### AIM OF THE EXERCISE
Write out every line of the material exactly as it appears.

[Data records]
((

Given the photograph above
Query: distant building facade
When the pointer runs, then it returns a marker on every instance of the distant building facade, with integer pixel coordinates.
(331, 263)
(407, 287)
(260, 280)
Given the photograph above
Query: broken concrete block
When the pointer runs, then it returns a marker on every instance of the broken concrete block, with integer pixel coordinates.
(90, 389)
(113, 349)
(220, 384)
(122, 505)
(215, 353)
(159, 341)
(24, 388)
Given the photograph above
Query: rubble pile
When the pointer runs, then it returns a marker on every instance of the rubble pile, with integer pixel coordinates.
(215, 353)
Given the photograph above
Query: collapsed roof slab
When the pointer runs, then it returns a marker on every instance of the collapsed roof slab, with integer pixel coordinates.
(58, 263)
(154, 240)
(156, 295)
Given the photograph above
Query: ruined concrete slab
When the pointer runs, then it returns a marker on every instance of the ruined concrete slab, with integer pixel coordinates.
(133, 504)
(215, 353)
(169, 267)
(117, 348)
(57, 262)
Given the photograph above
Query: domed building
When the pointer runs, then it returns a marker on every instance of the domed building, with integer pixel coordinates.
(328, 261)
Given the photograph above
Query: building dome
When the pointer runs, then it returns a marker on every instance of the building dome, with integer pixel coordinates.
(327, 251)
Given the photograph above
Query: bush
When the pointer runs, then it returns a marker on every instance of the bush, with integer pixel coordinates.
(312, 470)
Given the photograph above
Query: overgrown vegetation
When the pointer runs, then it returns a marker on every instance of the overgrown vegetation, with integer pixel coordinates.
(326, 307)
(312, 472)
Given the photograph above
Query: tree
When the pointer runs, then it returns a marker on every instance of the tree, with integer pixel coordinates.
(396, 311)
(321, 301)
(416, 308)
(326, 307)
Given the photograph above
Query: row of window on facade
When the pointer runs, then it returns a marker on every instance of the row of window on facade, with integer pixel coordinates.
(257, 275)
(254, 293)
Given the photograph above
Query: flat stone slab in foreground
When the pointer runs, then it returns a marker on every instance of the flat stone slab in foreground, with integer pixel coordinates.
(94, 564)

))

### COMPLETE RESPONSE
Given the photograph above
Query: distant building facade
When the pointer runs, then it returns a marker on every instance of the distant building facade, with integer pixel coordinates.
(331, 263)
(407, 287)
(260, 280)
Given the photograph above
Query: broken concrete block
When the pointer runs, then it returns a marker on every instance of the broken concrete block, with integer pixel coordinates.
(90, 389)
(113, 349)
(220, 384)
(122, 505)
(215, 353)
(159, 341)
(24, 388)
Given the photograph above
Query: rubble pile
When the pointer runs, then it returns a marker on every instance of the rubble pile, with integer pixel coordinates.
(215, 353)
Given the photograph above
Query: collapsed roof slab
When the pointer runs, then it returns a marker on every instance of the collapsed roof slab, with integer pixel coordinates.
(58, 263)
(154, 240)
(156, 295)
Given the photograph above
Query: ruined concrete slab
When the pointer runs, then it returns a marker on every instance of the ruined concrete slab, with integer pixel coordinates.
(133, 504)
(215, 353)
(169, 267)
(117, 348)
(57, 262)
Given the photograph above
Query: domed building
When the pointer runs, then it returns a marker on every instance of the domed building, with integer pixel coordinates.
(328, 261)
Given the photograph above
Query: building dome
When the pointer runs, then it returns a marker on every instance of the building dome, with integer pixel coordinates.
(327, 251)
Given the photograph above
Query: bush
When the pointer runs, then it returns a marker on every instance of the bush, with integer pixel coordinates.
(312, 470)
Given the photograph above
Query: overgrown vegetation
When the pointer runs, then it returns a marker on every instance of the overgrown vegetation, with integer pixel coordinates.
(326, 307)
(312, 472)
Given the photograph above
Query: tree
When the pointer runs, then it returns a marker on every instance of the tree, with integer pixel coordinates.
(396, 311)
(321, 301)
(416, 308)
(326, 307)
Given the photograph above
Query: row of window on facade
When the pointer runs, then it returns a marker on every instance of the row of window on facade, with integer pixel coordinates.
(257, 275)
(254, 293)
Given the photograph above
Query: flat stone slab in foreground
When the pointer runs, then it returns a marker on every instance of the flat stone slab in foreground, with integer pixel coordinates.
(94, 564)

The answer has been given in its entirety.